### Quoted passage
::::
Does anyone know of any better way to organize things inside storage prims than having prims inside prims inside prims?  It is so time-consuming to have to rez a prim, take the contents into inventory, rez another prim, etc., until one has drilled down to the desired level.  I thought of using notecards instead of prims for storage, but that only works for full-perm items, which I seldom need to store.  


Don't, you wish we could organize items in a prim in a subfolder?  As a custom content creator of almost six years now, its a real problem for me to keep my inventory sorted and down to a reasonable number of items because i keep a backup copy of everything I create for clients and have tons of 'building/creation supplies and tools', as well as the normal stuff most avatars have.  My solution was to create scripted storage prims that can function much the same way as a prim with folders inside it to archive things, but that also allows me to quickly find an item and retrieve it with a click of a button, without having to look in the edit contents and dragging stuff out.

I use one type that can hold any category of inventory item for storing the backup copies of all the items I created for entire sims,including any custom textures, notecards with information, etc.  I also use them to store items of mixed types used for a particular purpose, such as items for a particular property, interest, holiday, etc.

Another type holds only one category of inventory and are handy for general storage of things that are of a misc or general subject .  For instance, all my notecards or pictures that I want to save from a particular time period, subject matter or project.
::::
### Given records
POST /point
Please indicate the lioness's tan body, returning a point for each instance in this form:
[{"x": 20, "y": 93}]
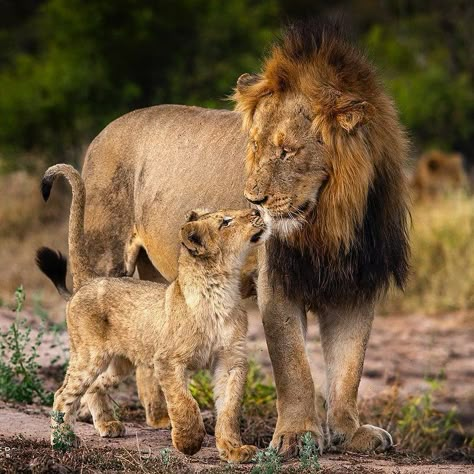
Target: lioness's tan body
[
  {"x": 322, "y": 153},
  {"x": 174, "y": 158}
]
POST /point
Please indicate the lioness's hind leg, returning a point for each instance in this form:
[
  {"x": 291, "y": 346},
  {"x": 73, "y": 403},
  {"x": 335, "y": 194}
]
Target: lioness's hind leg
[
  {"x": 132, "y": 249},
  {"x": 98, "y": 400}
]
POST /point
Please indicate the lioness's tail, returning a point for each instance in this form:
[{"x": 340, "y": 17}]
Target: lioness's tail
[{"x": 53, "y": 264}]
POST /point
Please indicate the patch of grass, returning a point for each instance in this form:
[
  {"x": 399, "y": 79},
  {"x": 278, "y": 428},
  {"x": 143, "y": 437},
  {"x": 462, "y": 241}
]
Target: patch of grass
[
  {"x": 19, "y": 367},
  {"x": 258, "y": 406},
  {"x": 309, "y": 460},
  {"x": 267, "y": 461},
  {"x": 414, "y": 422},
  {"x": 442, "y": 262},
  {"x": 38, "y": 457},
  {"x": 64, "y": 438}
]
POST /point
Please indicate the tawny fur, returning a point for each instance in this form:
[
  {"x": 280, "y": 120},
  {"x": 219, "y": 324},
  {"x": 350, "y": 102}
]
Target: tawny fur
::::
### Exercise prompt
Revise the storage prim post starting at "I use one type" and ending at "interest, holiday, etc.", swapping "backup copies" for "archived copies". The lines that come after the text are not needed here.

### Result
I use one type that can hold any category of inventory item for storing the archived copies of all the items I created for entire sims,including any custom textures, notecards with information, etc.  I also use them to store items of mixed types used for a particular purpose, such as items for a particular property, interest, holiday, etc.